= EXERCISE INSTRUCTIONS =
Your answer should be an exact copy of the data.

= RECORDS PROVIDED =
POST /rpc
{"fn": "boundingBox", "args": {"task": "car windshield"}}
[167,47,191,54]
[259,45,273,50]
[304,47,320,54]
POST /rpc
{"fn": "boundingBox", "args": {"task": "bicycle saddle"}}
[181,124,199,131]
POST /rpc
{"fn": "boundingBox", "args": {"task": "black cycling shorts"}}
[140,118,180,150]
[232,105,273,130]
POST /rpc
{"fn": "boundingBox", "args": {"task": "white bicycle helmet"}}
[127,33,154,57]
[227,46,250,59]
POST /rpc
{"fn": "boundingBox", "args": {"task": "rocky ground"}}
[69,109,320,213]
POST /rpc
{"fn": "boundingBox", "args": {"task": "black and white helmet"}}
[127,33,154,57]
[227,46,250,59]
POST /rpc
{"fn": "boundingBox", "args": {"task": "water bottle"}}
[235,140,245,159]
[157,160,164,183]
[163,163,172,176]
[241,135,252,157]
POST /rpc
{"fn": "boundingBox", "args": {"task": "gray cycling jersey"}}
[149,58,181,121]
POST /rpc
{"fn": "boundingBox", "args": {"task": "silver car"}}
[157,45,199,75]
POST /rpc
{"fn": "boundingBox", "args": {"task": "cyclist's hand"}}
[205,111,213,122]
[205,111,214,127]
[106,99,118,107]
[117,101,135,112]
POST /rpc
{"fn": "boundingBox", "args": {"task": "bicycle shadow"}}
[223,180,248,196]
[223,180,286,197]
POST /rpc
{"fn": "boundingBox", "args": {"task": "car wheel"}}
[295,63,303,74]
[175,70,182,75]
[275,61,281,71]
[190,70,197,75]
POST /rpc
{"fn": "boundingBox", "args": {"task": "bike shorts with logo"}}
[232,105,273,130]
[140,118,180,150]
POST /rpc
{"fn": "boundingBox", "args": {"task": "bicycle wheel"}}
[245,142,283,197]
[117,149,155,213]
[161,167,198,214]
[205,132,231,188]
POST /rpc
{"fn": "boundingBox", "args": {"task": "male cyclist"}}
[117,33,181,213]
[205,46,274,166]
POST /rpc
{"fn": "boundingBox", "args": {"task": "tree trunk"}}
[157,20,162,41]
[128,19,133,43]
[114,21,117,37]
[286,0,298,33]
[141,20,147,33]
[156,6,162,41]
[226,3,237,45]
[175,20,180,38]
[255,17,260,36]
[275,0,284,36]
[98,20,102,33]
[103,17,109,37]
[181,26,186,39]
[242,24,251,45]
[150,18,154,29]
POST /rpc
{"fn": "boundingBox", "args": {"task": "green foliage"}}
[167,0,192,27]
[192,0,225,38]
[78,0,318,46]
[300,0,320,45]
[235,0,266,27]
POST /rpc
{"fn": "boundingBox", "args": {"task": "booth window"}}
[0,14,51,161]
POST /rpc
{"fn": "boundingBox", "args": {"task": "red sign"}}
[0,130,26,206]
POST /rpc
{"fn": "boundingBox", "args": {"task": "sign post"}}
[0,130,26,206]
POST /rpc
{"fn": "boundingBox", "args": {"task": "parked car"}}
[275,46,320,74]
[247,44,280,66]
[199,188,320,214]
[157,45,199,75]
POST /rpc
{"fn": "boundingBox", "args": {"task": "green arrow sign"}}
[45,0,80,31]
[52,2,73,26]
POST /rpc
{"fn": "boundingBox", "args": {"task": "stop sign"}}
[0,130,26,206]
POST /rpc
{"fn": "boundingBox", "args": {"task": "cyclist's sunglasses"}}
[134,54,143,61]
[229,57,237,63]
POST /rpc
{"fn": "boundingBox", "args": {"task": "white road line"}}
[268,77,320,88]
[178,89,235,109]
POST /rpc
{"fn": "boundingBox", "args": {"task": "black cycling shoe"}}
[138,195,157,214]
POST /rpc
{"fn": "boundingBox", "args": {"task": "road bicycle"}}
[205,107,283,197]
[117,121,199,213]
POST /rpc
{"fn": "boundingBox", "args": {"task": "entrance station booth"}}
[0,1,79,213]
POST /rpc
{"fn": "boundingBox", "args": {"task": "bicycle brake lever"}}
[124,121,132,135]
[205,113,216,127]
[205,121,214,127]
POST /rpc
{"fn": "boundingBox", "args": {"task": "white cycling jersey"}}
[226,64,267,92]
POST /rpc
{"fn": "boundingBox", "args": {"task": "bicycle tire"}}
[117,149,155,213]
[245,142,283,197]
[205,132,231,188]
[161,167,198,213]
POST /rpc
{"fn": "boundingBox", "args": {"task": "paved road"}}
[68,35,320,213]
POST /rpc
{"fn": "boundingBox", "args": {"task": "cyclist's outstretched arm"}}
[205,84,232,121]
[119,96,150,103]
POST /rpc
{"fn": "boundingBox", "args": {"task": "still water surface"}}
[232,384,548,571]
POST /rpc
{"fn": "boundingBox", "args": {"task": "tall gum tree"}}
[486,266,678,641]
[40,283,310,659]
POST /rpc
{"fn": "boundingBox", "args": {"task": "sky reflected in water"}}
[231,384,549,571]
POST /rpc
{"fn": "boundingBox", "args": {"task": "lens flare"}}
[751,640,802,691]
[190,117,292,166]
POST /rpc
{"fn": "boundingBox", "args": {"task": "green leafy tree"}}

= RESULT FOR THIS EXERCISE =
POST /rpc
{"fn": "boundingBox", "args": {"task": "car windshield"}}
[167,47,191,54]
[259,45,273,50]
[304,47,320,54]
POST /rpc
{"fn": "boundingBox", "args": {"task": "bicycle saddle"}}
[181,124,199,131]
POST /rpc
{"fn": "boundingBox", "args": {"task": "black cycling shorts"}}
[140,118,180,150]
[232,105,273,130]
POST /rpc
{"fn": "boundingBox", "args": {"task": "white bicycle helmet"}}
[127,33,154,57]
[227,46,250,59]
POST /rpc
{"fn": "boundingBox", "args": {"task": "rocky ground"}}
[69,109,320,213]
POST /rpc
{"fn": "boundingBox", "args": {"task": "black and white helmet"}}
[127,33,154,57]
[227,46,250,59]
POST /rpc
{"fn": "boundingBox", "args": {"task": "water bottle"}}
[235,140,245,159]
[157,160,164,183]
[163,163,172,176]
[241,135,252,157]
POST /rpc
{"fn": "boundingBox", "args": {"task": "gray cycling jersey"}}
[149,58,181,121]
POST /rpc
{"fn": "boundingBox", "args": {"task": "silver car"}}
[157,45,199,75]
POST /rpc
{"fn": "boundingBox", "args": {"task": "cyclist's hand"}}
[205,111,213,122]
[205,111,214,127]
[106,99,118,107]
[117,101,135,112]
POST /rpc
{"fn": "boundingBox", "args": {"task": "bicycle shadow"}}
[223,180,248,196]
[223,180,286,197]
POST /rpc
{"fn": "boundingBox", "args": {"task": "car wheel"}}
[295,63,303,74]
[175,70,182,75]
[275,61,281,71]
[190,70,197,75]
POST /rpc
{"fn": "boundingBox", "args": {"task": "bike shorts with logo"}}
[232,105,273,130]
[140,118,180,150]
POST /rpc
{"fn": "boundingBox", "args": {"task": "bicycle wheel"}}
[245,142,283,197]
[117,149,155,213]
[161,167,198,214]
[205,132,231,188]
POST /rpc
{"fn": "boundingBox", "args": {"task": "male cyclist"}}
[117,33,181,213]
[205,46,274,166]
POST /rpc
{"fn": "boundingBox", "args": {"task": "tree trunk"}}
[157,20,162,41]
[128,19,133,43]
[114,21,117,37]
[286,0,298,33]
[141,20,147,33]
[156,6,162,41]
[226,3,237,45]
[175,20,180,38]
[255,17,260,36]
[275,0,284,36]
[98,20,102,33]
[103,17,109,37]
[181,26,186,39]
[242,24,251,45]
[150,18,154,29]
POST /rpc
{"fn": "boundingBox", "args": {"task": "green foliage"}}
[167,0,192,27]
[192,0,225,38]
[78,0,318,46]
[300,0,320,45]
[235,0,266,27]
POST /rpc
{"fn": "boundingBox", "args": {"task": "booth window"}}
[0,14,51,161]
POST /rpc
{"fn": "boundingBox", "args": {"task": "red sign"}}
[0,130,26,206]
POST /rpc
{"fn": "boundingBox", "args": {"task": "sign post"}}
[0,130,26,206]
POST /rpc
{"fn": "boundingBox", "args": {"task": "parked car"}}
[275,46,320,74]
[247,44,280,66]
[199,188,320,214]
[157,45,199,75]
POST /rpc
{"fn": "boundingBox", "args": {"task": "green arrow sign"}}
[45,0,80,31]
[52,2,73,26]
POST /rpc
{"fn": "boundingBox", "args": {"task": "stop sign"}}
[0,130,26,206]
POST /rpc
{"fn": "boundingBox", "args": {"task": "cyclist's sunglasses"}}
[134,54,143,61]
[229,57,237,63]
POST /rpc
{"fn": "boundingBox", "args": {"task": "white road line"}}
[268,77,320,88]
[178,89,235,109]
POST /rpc
{"fn": "boundingBox", "args": {"task": "black cycling shoe"}}
[138,195,157,214]
POST /rpc
{"fn": "boundingBox", "args": {"task": "road bicycle"}}
[205,107,283,197]
[117,121,199,213]
POST /rpc
{"fn": "boundingBox", "args": {"task": "entrance station booth"}}
[0,1,79,213]
POST /rpc
{"fn": "boundingBox", "args": {"task": "bicycle brake lever"}}
[124,121,132,135]
[205,113,216,127]
[205,121,214,127]
POST /rpc
{"fn": "boundingBox", "args": {"task": "white cycling jersey"}}
[226,64,267,92]
POST /rpc
{"fn": "boundingBox", "args": {"task": "bicycle tire"}}
[117,149,155,213]
[245,142,283,197]
[205,132,231,188]
[161,167,198,213]
POST /rpc
{"fn": "boundingBox", "args": {"task": "paved road"}}
[68,35,320,213]
POST /rpc
{"fn": "boundingBox", "args": {"task": "cyclist's outstretched arm"}}
[205,84,232,121]
[119,96,150,103]
POST /rpc
{"fn": "boundingBox", "args": {"task": "still water surface"}}
[232,384,548,571]
POST /rpc
{"fn": "boundingBox", "args": {"task": "tall gum tree"}}
[486,266,678,641]
[40,283,310,659]
POST /rpc
{"fn": "boundingBox", "args": {"task": "sky reflected in water"}}
[231,384,549,571]
POST /rpc
{"fn": "boundingBox", "args": {"task": "lens flare"}}
[751,640,802,691]
[190,117,292,166]
POST /rpc
{"fn": "boundingBox", "args": {"task": "green leafy tree"}}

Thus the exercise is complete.